Repeat exactly the lines from the line containing "Where can the flower" to the last line of the listing, including both.

• [ENTRIES PROVIDED]
————————

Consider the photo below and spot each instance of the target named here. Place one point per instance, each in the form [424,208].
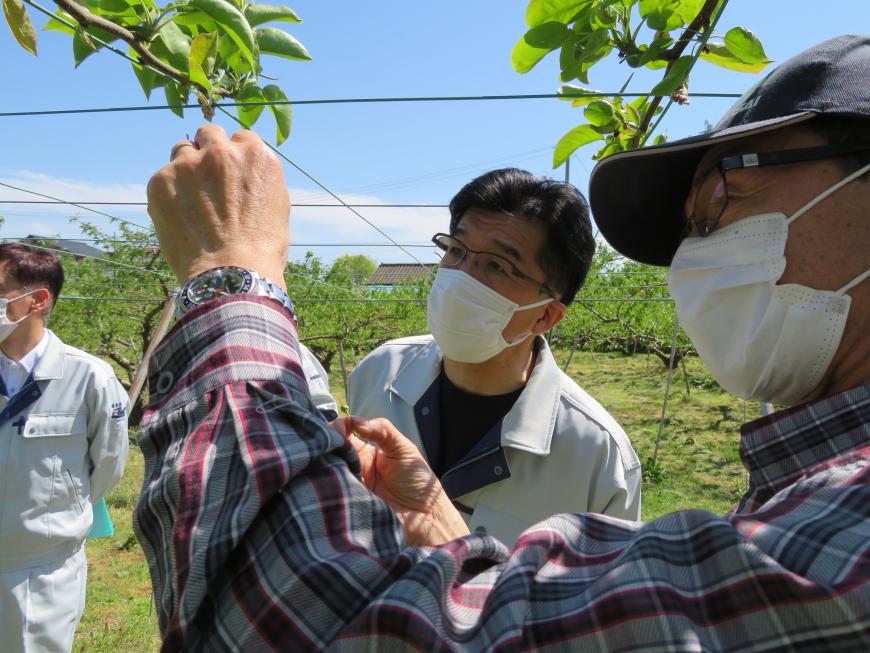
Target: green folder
[102,522]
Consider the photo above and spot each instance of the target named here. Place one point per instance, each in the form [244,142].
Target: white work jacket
[557,450]
[63,445]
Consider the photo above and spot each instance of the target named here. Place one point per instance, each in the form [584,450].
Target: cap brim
[637,196]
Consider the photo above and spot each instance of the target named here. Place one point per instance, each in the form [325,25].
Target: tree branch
[701,21]
[85,18]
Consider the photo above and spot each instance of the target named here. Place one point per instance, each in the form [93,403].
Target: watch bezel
[188,295]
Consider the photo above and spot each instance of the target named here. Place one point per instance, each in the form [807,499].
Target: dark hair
[844,130]
[33,268]
[558,206]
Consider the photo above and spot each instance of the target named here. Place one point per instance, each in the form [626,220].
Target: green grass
[698,466]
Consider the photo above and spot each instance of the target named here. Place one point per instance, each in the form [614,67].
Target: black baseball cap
[637,196]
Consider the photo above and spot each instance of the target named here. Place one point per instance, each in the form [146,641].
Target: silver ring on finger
[178,146]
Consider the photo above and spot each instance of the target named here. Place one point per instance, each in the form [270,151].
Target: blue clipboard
[102,526]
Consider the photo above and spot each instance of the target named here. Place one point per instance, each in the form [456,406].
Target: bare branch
[85,18]
[701,21]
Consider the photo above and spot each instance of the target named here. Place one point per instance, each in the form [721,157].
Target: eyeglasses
[498,272]
[711,198]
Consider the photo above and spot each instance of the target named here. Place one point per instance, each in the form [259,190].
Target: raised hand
[220,202]
[395,470]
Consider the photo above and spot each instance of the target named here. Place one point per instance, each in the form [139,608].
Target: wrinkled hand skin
[395,470]
[222,202]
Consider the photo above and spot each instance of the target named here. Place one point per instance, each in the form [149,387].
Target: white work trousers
[40,607]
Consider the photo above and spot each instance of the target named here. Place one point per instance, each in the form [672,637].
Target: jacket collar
[529,425]
[50,366]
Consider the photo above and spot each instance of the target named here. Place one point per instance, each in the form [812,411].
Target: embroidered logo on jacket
[119,410]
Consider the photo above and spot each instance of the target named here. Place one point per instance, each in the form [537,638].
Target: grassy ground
[698,466]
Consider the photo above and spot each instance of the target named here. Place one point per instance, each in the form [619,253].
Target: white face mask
[760,340]
[7,326]
[467,318]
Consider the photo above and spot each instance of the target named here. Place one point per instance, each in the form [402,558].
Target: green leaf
[719,55]
[524,57]
[282,112]
[744,45]
[259,14]
[148,79]
[654,50]
[570,142]
[570,89]
[279,43]
[605,16]
[84,46]
[600,113]
[547,35]
[569,61]
[674,77]
[250,93]
[19,23]
[176,97]
[661,15]
[118,11]
[55,25]
[203,53]
[689,9]
[197,22]
[172,46]
[233,23]
[542,11]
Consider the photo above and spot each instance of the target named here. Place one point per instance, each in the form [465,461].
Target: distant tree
[351,270]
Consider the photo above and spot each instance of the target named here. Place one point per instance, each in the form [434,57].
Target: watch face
[214,283]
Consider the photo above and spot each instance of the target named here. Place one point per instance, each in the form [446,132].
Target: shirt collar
[31,358]
[529,425]
[781,447]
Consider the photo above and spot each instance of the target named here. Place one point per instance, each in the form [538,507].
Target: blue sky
[368,153]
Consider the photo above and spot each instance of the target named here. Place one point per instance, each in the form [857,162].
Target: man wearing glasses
[260,534]
[511,438]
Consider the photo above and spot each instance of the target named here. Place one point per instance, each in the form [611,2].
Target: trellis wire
[80,206]
[374,100]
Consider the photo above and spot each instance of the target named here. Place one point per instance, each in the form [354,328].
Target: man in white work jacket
[63,446]
[511,437]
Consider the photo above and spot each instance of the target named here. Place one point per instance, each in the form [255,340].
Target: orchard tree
[209,48]
[668,35]
[351,270]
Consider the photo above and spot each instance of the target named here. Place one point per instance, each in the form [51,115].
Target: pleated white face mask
[467,318]
[760,340]
[7,326]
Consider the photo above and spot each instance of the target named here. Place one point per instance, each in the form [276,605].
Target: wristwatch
[227,280]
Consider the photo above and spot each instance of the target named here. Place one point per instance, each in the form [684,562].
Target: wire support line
[77,205]
[105,261]
[295,204]
[236,119]
[156,244]
[327,190]
[319,101]
[325,284]
[386,300]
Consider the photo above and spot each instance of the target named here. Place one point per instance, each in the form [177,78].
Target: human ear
[554,312]
[41,299]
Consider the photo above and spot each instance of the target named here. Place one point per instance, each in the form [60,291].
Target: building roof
[74,247]
[390,274]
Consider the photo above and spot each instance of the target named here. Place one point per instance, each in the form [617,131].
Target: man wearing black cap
[260,534]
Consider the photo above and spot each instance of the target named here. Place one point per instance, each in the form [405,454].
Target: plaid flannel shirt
[260,536]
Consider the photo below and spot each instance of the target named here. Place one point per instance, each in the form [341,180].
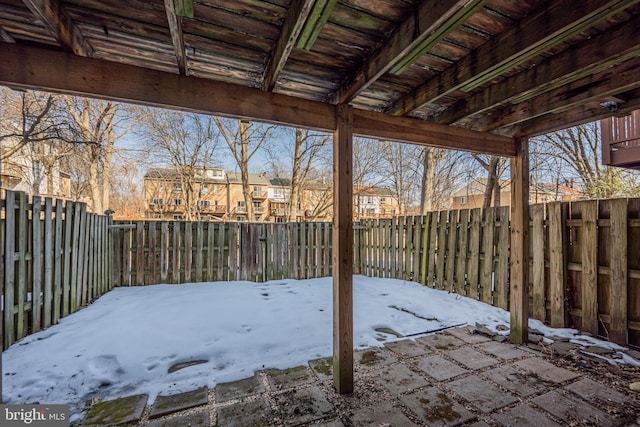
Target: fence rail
[585,258]
[55,259]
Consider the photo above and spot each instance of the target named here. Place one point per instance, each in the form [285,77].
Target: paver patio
[446,379]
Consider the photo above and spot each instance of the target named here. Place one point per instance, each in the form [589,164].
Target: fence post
[557,262]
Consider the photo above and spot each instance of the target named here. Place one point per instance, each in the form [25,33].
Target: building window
[203,204]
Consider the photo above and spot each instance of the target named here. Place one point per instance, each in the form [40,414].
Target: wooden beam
[175,27]
[293,24]
[519,263]
[531,37]
[583,114]
[5,36]
[22,67]
[56,18]
[430,15]
[593,88]
[342,251]
[594,55]
[404,129]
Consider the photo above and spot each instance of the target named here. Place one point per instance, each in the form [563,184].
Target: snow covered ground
[125,342]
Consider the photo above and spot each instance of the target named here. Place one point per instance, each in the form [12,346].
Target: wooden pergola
[476,75]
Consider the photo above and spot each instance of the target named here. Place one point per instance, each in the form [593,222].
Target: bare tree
[188,142]
[99,124]
[578,150]
[309,151]
[244,139]
[401,163]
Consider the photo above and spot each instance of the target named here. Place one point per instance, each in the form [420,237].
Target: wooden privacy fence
[55,259]
[150,252]
[584,266]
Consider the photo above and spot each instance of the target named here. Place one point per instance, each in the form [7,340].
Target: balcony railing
[621,141]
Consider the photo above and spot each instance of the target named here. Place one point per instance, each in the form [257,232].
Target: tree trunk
[429,163]
[244,169]
[294,200]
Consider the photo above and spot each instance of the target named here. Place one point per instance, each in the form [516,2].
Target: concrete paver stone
[380,415]
[407,348]
[300,406]
[502,350]
[118,411]
[440,369]
[592,391]
[246,413]
[523,416]
[288,378]
[441,341]
[436,408]
[373,357]
[467,335]
[177,402]
[544,370]
[471,358]
[571,410]
[237,389]
[323,368]
[481,394]
[515,380]
[399,379]
[195,419]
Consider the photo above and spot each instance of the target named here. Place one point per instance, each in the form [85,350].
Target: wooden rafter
[531,37]
[297,16]
[583,114]
[175,27]
[593,56]
[593,88]
[20,66]
[5,36]
[55,17]
[414,31]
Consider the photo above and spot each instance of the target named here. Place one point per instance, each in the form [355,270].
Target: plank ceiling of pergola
[510,67]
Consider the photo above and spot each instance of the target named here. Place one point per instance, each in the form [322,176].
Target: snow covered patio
[228,342]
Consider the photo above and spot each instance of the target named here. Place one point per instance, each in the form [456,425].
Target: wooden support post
[342,251]
[520,243]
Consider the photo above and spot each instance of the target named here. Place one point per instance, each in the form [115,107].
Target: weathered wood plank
[21,269]
[58,263]
[461,260]
[36,263]
[49,256]
[538,239]
[342,252]
[473,263]
[9,268]
[486,262]
[501,287]
[450,260]
[589,255]
[618,265]
[519,271]
[557,263]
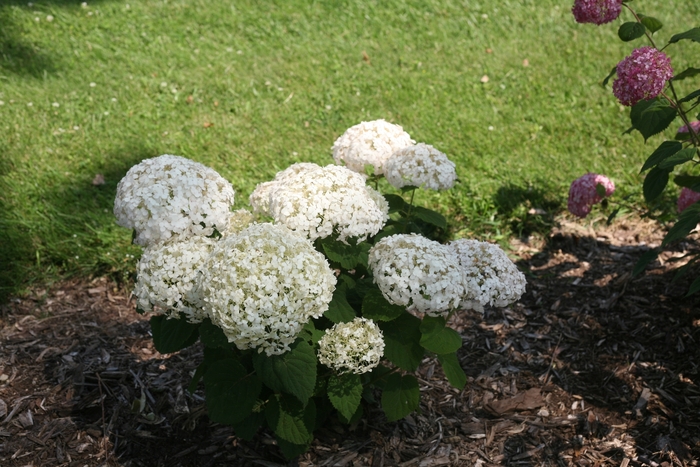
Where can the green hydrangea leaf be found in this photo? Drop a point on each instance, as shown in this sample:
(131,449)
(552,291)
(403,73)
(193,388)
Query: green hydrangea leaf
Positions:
(293,372)
(375,307)
(171,335)
(345,393)
(402,341)
(438,338)
(231,391)
(400,396)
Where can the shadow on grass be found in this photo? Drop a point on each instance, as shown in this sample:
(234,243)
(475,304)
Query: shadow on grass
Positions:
(528,209)
(38,246)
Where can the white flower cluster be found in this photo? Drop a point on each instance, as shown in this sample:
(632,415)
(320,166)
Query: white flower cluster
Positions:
(166,277)
(260,198)
(369,143)
(354,347)
(171,196)
(238,221)
(420,165)
(262,285)
(418,273)
(318,202)
(490,277)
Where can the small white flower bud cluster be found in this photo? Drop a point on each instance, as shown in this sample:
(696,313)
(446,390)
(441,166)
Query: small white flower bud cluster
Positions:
(490,277)
(354,347)
(262,285)
(422,166)
(167,274)
(369,143)
(420,274)
(171,196)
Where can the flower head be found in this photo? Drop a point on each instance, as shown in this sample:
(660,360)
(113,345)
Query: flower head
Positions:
(596,11)
(260,198)
(490,277)
(369,143)
(354,347)
(418,273)
(686,198)
(171,196)
(583,193)
(642,75)
(328,200)
(167,274)
(263,284)
(420,165)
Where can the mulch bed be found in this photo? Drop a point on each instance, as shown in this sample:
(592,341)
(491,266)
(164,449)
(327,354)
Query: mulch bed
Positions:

————————

• [TASK OUTPUT]
Where can the flower head be found in this photo? Drop a point on each instance, as shown in this sample:
(660,360)
(113,345)
Query: flower head
Positions:
(596,11)
(260,198)
(490,277)
(369,143)
(354,347)
(418,273)
(686,198)
(171,196)
(583,193)
(642,75)
(328,200)
(167,274)
(263,284)
(420,165)
Where can the mulch bed be found in this photo? Drop a point on each instance, as shown in this sample:
(592,341)
(491,266)
(164,449)
(327,354)
Query: mulch bed
Positions:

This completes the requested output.